(Required actions)
1. Answer these questions about the Halo mission recap:
(a) How many days after the previous mission is Noble Team called to Sword Base?
(b) What does the Target Locator allow Noble Team to do?
(c) At which stations are the comms array and the anti-air gun located?
2. Rewrite the Halo mission recap starting at "Mission Title: Oni: Sword" and ending at "the corvette later.", with "corvette" renamed to "cruiser".
** Text under study follows **
Two Spartan helmets out of Five

Wednesday, April 13, 2011

Chronological Halo, 2/52: ONI, Sword Base

Previously on Chronological Halo: Responding to the sudden blackout at the Visegrad Relay, Noble Team discovered that the Covenant were on Reach. Not good!

Mission Title: Oni: Sword Base (Halo: Reach)
P.O.V. Character: Noble Six
Stage Number: 2/52
Summary
Two days after the events of the previous mission, Noble Team is called to Sword Base, an important research station for the Office of Naval Intelligence (ONI). It's being attacked by a Covenant corvette, and since the research being done at Sword Base is so crucial, orbital rounds have been taken off the Can Use list; we'll have to deal with the ground troops now and worry about the corvette later.

Sword Base, an important ONI facility on Reach
Noble Team is dropped off in the courtyard near the front of Sword Base and fights down to the front gate. Just inside the gate we find a Target Locator, which allows us to mark a location for an artillery strike. Two Wraith tanks outside Sword Base make for perfect targets to test it out.

Once the Wraiths are gone, a Pelican drops off a Warthog for our use. Kat jumps in and tells us there are two devices that need to be reactivated outside Sword Base: the comms array at Farragut Station and an anti-air gun at Airview Station. We can go after these two objectives in any order, but the Covenant are swarming all over both of them.

After both the Comms Array and the AA Gun are reactivated we're called back to Sword Base, where things have not been going well. The Covenant have broken through the main gate and have made it into the base itself. A pair of Hunters are causing trouble on the parking level, and after dealing with them we take an elevator up to the security level where we rendezvous with Jorge and Jun, who are managing a marine fireteam.
** End of Text under study **
** Extracted records follows **
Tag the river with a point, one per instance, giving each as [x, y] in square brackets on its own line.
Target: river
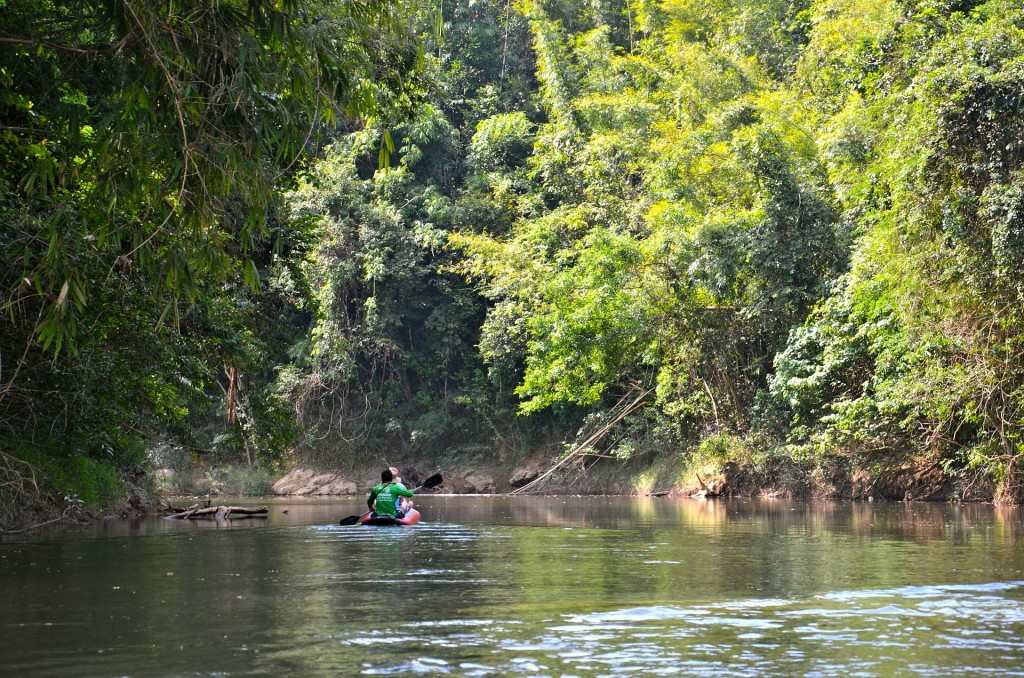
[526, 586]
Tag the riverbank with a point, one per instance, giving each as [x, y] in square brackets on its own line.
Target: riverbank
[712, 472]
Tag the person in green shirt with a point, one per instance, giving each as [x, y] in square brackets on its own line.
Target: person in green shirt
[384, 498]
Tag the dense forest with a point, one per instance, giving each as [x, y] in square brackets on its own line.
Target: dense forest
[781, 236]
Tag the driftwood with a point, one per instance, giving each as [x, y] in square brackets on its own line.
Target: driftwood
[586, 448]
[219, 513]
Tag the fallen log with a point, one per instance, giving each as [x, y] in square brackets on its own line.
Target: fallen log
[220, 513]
** End of Extracted records **
** Extracted records follows **
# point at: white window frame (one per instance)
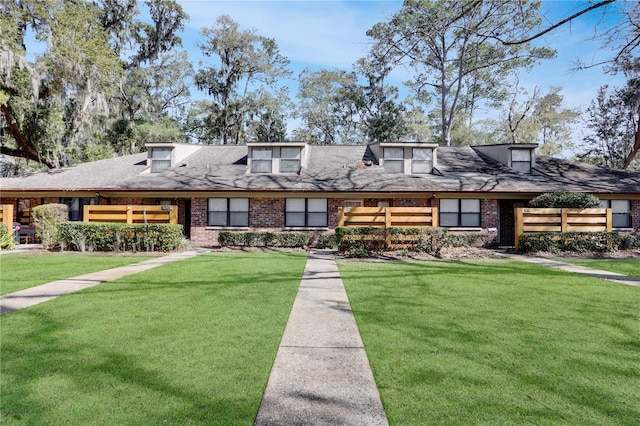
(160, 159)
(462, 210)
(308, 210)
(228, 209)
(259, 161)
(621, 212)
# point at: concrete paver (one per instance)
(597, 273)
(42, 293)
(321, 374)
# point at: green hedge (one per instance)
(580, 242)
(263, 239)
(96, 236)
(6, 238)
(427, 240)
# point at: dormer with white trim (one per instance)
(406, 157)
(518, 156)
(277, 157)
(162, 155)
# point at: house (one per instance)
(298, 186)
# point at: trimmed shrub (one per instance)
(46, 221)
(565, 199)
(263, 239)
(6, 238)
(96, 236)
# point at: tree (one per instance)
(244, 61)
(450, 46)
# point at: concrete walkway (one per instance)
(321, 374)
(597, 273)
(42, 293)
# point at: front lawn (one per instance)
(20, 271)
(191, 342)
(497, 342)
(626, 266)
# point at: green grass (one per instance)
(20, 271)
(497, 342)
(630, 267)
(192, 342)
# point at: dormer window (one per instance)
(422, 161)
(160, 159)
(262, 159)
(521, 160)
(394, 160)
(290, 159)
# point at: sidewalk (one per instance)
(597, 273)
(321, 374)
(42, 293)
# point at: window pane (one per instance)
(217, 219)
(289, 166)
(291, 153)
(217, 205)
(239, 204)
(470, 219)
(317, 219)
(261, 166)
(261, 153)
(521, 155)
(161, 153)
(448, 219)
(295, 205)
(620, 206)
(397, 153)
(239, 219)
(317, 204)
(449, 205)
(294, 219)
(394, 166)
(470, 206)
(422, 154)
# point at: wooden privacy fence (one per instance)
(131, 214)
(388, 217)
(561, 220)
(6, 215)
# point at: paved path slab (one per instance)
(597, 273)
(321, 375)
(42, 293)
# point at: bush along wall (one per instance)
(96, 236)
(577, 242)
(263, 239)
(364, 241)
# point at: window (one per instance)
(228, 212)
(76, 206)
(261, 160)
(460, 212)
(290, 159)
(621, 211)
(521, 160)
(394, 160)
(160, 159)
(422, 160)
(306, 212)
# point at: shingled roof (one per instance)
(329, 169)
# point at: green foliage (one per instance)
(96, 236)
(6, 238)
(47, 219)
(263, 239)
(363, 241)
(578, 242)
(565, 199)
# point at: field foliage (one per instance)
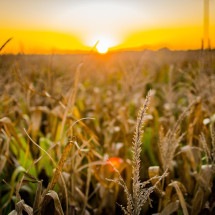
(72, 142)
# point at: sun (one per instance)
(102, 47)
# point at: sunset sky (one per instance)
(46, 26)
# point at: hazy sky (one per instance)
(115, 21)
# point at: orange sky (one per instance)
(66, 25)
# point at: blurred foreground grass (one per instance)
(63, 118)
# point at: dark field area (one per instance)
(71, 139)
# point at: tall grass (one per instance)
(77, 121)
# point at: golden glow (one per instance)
** End of Extracted records **
(Expected results)
1.
(a) Two days.
(b) Mark a location for an artillery strike.
(c) The comms array is at Farragut Station, and the anti-air gun is at Airview Station.

2.
Mission Title: Oni: Sword Base (Halo: Reach)
P.O.V. Character: Noble Six
Stage Number: 2/52
Summary
Two days after the events of the previous mission, Noble Team is called to Sword Base, an important research station for the Office of Naval Intelligence (ONI). It's being attacked by a Covenant cruiser, and since the research being done at Sword Base is so crucial, orbital rounds have been taken off the Can Use list; we'll have to deal with the ground troops now and worry about the cruiser later.